[Collected data]

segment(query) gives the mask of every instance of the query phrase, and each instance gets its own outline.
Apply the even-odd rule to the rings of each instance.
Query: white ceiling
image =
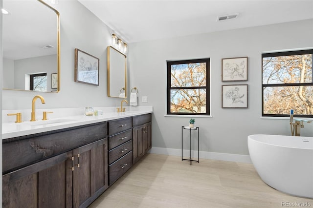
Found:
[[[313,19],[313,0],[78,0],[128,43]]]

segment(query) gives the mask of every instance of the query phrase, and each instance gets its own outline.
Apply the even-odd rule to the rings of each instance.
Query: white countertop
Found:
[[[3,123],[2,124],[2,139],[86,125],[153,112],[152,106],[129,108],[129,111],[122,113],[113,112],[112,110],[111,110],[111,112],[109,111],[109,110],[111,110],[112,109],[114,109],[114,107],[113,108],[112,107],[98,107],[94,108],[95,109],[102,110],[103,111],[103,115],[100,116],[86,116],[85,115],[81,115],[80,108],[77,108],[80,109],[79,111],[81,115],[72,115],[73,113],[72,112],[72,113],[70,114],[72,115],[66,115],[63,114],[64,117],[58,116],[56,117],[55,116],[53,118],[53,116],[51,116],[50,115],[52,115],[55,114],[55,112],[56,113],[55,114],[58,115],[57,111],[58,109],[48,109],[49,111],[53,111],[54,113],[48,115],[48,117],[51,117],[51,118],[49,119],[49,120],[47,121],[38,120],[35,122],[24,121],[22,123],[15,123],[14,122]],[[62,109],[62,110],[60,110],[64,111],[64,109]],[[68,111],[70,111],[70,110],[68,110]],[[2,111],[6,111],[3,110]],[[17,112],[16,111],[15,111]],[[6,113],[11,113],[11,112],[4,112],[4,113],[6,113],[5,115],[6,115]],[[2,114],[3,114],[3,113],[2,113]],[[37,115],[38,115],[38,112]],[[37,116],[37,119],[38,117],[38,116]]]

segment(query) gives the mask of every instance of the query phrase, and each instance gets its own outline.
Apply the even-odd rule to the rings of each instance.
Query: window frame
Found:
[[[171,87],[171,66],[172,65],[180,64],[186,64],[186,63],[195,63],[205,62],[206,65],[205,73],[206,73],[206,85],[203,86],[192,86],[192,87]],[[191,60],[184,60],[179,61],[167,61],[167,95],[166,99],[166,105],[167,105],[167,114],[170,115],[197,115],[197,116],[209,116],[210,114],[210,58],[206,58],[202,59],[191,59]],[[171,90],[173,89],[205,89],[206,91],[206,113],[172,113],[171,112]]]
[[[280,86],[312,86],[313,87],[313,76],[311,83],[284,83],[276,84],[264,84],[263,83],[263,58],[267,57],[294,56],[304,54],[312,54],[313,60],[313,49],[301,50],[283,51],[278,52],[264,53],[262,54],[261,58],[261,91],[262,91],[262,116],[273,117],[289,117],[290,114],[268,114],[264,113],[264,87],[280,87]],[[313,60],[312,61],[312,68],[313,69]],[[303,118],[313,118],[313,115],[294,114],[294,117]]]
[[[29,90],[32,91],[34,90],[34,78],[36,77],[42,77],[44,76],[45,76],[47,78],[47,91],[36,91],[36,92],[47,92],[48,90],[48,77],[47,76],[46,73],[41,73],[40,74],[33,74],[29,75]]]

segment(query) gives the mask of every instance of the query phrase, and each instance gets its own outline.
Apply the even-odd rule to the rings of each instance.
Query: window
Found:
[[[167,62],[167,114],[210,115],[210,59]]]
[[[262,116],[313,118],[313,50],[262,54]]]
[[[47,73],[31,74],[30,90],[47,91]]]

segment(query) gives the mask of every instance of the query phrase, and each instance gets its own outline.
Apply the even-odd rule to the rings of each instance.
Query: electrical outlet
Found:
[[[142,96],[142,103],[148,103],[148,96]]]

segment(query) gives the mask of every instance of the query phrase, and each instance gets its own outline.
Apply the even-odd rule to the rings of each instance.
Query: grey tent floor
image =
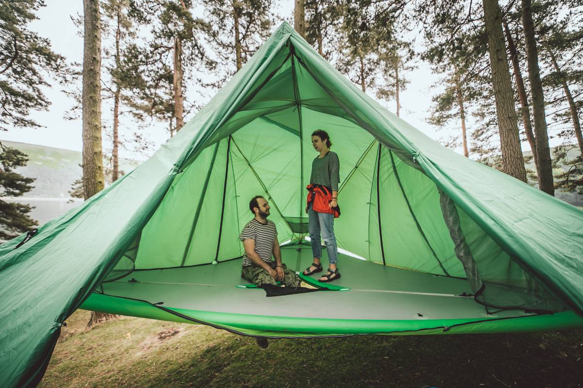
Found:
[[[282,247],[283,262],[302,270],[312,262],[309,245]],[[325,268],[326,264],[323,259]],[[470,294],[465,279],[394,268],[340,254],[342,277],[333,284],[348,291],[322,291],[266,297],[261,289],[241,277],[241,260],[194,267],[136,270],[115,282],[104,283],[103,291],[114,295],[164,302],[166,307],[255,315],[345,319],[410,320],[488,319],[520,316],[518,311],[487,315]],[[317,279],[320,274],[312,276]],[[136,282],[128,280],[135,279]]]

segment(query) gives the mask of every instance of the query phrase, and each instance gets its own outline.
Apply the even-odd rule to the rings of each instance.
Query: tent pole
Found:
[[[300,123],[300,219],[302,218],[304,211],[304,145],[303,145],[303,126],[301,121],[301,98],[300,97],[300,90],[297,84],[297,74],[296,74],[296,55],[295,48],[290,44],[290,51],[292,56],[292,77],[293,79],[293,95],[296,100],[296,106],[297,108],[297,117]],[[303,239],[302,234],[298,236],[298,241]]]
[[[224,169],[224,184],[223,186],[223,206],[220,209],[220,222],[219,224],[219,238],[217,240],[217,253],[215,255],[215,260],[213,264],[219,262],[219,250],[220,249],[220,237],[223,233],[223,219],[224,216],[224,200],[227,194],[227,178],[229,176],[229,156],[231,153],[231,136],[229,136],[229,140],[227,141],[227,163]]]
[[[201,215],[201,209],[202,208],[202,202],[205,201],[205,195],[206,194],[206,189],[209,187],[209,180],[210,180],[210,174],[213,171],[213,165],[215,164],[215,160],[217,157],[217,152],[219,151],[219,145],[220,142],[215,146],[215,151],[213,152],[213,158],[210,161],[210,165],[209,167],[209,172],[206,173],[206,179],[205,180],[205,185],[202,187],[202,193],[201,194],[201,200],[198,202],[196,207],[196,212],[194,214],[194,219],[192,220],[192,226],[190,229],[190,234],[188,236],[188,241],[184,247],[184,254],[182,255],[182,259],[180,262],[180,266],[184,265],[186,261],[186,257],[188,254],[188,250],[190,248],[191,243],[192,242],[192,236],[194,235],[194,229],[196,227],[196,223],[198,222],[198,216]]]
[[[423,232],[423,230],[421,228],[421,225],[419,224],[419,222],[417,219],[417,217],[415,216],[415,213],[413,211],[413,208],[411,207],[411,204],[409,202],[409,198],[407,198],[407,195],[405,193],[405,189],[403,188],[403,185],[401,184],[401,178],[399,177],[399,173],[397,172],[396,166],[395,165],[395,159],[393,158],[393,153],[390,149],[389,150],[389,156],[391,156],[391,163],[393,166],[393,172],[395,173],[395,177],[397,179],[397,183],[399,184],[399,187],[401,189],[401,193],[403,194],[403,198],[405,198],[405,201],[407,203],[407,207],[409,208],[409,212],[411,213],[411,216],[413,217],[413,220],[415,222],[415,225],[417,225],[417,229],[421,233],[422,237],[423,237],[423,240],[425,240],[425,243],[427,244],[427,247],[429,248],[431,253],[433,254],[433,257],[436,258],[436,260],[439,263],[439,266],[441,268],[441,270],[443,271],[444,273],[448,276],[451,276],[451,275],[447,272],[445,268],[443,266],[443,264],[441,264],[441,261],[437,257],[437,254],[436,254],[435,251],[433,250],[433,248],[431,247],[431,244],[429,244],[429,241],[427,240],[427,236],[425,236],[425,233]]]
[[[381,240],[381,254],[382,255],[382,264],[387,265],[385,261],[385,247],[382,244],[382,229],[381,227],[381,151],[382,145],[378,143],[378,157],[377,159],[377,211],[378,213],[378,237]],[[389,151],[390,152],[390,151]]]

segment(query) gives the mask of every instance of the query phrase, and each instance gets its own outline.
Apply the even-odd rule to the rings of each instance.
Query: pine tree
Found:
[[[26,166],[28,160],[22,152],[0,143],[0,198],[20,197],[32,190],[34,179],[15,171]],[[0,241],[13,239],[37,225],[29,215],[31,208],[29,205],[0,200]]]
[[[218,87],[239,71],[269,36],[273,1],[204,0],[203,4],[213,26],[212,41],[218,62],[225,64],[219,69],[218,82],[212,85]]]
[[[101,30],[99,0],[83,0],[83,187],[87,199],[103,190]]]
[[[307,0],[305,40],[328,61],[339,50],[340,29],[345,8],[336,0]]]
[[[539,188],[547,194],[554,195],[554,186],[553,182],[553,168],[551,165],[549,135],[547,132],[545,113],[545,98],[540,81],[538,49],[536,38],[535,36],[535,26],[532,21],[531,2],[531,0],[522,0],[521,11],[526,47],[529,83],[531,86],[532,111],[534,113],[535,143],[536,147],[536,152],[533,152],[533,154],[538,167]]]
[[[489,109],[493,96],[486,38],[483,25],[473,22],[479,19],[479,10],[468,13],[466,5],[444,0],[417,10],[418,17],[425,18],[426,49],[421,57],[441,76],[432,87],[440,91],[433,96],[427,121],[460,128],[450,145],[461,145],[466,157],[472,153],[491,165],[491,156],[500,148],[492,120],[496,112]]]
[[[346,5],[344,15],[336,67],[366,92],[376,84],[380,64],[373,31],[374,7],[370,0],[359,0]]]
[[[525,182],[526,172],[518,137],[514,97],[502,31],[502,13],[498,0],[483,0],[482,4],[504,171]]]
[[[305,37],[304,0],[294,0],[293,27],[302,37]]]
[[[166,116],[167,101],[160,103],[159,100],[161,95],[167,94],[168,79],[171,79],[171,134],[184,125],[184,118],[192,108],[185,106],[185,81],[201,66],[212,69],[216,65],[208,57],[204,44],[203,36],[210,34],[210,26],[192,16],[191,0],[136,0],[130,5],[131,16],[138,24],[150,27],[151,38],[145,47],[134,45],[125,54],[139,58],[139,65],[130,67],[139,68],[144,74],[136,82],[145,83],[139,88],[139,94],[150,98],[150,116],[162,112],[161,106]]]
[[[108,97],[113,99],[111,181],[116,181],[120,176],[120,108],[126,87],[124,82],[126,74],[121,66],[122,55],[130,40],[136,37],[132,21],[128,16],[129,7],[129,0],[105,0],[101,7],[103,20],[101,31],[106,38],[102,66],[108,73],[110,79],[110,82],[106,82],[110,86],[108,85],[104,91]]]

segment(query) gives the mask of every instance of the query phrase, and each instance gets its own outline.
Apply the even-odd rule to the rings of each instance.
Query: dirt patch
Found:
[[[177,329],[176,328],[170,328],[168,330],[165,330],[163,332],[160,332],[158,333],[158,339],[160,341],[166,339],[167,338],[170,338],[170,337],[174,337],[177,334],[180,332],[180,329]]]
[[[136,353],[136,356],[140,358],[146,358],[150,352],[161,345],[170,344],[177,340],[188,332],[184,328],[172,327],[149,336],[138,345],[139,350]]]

* * *

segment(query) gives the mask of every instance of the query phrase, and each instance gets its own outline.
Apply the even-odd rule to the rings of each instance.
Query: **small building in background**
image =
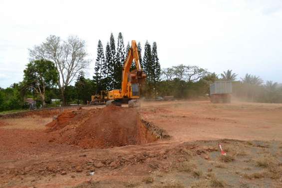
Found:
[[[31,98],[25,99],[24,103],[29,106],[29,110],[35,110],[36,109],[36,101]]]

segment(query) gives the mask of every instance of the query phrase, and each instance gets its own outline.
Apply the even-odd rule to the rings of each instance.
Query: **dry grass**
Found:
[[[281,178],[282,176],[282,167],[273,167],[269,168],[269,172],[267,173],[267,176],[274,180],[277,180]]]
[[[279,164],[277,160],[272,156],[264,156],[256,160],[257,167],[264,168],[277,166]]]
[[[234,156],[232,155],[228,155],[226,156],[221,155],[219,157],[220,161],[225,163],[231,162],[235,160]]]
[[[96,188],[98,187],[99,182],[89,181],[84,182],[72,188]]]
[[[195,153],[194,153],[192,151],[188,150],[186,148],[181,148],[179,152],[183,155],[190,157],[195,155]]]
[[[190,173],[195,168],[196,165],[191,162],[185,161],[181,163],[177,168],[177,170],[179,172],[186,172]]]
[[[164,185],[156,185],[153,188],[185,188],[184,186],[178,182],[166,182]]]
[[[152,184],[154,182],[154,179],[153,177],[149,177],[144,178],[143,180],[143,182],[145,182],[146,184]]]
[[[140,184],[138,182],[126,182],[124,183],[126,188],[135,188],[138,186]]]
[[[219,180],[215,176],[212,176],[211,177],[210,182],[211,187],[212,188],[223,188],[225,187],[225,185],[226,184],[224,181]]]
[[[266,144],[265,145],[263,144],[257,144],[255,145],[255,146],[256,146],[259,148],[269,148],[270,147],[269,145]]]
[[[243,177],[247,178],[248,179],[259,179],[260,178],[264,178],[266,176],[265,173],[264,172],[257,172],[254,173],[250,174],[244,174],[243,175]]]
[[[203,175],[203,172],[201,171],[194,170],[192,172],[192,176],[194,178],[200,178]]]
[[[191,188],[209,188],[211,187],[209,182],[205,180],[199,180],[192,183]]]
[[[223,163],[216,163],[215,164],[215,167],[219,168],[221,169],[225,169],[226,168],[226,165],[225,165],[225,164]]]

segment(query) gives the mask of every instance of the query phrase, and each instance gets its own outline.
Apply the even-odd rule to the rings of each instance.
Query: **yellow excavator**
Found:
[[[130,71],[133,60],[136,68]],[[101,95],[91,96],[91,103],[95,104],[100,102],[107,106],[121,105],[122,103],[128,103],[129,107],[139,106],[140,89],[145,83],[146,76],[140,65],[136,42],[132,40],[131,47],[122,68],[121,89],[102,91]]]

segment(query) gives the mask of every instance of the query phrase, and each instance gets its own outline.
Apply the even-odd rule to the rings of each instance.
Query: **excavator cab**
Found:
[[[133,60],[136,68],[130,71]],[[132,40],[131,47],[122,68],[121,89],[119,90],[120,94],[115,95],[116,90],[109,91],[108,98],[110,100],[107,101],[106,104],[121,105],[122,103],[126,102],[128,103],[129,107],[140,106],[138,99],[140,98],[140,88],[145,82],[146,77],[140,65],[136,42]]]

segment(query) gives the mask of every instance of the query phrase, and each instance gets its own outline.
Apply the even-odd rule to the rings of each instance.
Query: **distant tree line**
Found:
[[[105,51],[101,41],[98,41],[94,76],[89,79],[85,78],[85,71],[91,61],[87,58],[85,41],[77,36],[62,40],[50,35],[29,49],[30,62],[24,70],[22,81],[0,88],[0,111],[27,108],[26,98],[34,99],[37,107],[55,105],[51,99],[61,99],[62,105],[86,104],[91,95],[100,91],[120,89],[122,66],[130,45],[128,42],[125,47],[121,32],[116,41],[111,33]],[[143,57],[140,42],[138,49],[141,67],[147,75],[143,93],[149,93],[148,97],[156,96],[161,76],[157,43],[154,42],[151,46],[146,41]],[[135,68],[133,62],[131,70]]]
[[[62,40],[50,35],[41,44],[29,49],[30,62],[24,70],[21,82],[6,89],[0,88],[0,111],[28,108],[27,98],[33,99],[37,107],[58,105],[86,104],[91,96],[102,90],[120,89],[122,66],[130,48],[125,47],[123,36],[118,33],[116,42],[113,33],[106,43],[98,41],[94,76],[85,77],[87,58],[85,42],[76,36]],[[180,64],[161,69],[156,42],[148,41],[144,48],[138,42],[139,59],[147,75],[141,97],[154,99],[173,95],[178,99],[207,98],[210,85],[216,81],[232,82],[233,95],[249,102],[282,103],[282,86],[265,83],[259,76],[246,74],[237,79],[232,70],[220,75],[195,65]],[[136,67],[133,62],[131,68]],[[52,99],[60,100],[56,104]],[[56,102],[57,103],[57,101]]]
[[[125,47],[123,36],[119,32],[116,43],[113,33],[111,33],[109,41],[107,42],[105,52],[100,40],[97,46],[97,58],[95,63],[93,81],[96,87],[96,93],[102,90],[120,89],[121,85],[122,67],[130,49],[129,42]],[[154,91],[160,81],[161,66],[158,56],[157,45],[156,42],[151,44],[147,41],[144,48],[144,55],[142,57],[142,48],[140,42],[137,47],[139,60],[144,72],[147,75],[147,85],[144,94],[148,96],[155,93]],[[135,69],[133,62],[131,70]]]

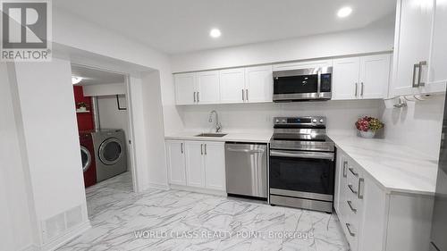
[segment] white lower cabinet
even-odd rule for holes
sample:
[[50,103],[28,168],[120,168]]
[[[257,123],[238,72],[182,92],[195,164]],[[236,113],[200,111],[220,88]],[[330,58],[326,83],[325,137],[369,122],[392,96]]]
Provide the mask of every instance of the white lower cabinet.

--

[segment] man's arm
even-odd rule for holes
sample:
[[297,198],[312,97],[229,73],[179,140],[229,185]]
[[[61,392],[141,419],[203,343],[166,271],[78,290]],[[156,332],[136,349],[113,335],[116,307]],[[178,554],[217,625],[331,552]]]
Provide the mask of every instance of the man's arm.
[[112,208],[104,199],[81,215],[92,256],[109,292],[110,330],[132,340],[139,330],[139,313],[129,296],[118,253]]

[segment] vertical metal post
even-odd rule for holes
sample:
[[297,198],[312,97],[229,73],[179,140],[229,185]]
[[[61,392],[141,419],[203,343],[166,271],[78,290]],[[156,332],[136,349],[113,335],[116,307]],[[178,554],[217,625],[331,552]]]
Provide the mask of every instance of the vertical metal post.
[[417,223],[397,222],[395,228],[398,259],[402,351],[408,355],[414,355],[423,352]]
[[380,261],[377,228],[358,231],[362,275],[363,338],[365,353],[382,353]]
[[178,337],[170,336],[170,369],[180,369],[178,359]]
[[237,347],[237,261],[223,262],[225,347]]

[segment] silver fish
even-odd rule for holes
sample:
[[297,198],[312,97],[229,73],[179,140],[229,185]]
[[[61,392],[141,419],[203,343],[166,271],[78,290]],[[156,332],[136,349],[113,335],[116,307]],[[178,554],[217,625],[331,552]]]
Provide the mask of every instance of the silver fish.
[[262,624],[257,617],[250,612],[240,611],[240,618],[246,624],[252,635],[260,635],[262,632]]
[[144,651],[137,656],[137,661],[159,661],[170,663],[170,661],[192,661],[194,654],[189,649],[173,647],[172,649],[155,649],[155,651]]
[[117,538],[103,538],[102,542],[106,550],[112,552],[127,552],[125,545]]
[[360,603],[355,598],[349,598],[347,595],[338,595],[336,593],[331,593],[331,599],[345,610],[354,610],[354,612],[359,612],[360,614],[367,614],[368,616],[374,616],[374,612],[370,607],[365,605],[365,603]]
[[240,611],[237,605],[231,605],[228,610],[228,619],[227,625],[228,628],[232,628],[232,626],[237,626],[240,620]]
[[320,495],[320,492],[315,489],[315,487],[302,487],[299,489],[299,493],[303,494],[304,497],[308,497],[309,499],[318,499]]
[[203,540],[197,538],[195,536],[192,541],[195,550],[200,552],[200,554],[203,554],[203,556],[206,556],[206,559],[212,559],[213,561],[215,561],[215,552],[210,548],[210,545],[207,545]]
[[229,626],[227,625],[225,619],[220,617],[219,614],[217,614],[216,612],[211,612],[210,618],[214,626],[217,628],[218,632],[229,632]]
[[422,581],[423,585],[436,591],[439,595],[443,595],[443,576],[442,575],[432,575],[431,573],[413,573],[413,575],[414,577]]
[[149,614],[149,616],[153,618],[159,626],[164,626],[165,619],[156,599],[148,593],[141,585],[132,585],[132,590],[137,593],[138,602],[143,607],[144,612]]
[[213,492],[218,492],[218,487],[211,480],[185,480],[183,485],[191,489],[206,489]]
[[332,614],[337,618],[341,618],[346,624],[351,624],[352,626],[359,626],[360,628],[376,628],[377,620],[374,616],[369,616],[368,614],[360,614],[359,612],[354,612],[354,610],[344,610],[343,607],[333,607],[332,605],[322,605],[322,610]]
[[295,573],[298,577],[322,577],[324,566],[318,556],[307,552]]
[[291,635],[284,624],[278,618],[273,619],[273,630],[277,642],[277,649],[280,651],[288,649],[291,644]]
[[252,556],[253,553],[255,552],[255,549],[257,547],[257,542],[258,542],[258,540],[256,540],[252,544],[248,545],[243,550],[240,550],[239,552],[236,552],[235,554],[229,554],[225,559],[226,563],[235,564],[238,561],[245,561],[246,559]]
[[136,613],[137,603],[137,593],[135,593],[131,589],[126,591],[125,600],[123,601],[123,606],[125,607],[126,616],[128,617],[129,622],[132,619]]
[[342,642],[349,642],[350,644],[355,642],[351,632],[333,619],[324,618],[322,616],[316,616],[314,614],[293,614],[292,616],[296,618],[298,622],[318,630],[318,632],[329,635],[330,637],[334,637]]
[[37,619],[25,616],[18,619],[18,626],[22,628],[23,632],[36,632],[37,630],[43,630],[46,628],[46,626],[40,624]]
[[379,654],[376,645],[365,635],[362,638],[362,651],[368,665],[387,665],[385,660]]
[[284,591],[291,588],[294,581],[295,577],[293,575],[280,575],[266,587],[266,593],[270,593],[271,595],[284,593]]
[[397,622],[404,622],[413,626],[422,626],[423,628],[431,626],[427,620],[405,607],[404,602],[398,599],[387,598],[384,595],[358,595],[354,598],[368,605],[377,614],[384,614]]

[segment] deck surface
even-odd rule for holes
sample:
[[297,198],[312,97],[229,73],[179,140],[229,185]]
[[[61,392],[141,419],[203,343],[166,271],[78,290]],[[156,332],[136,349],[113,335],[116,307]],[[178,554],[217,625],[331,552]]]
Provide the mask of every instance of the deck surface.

▸ **AIM OF THE EXERCISE**:
Copy the rows again word for word, starting with the line that contains "[segment] deck surface" and going on through the line that contains "Provide the mask of every instance of the deck".

▸ **SOLUTION TO THE PROBLEM**:
[segment] deck surface
even-odd rule for holes
sample:
[[297,198],[312,97],[229,73],[179,140],[229,185]]
[[[61,392],[141,419],[203,343],[166,271],[78,290]],[[156,332],[136,349],[113,335],[116,307]],[[178,554],[217,625],[331,552]]]
Provide the mask of every instance of the deck surface.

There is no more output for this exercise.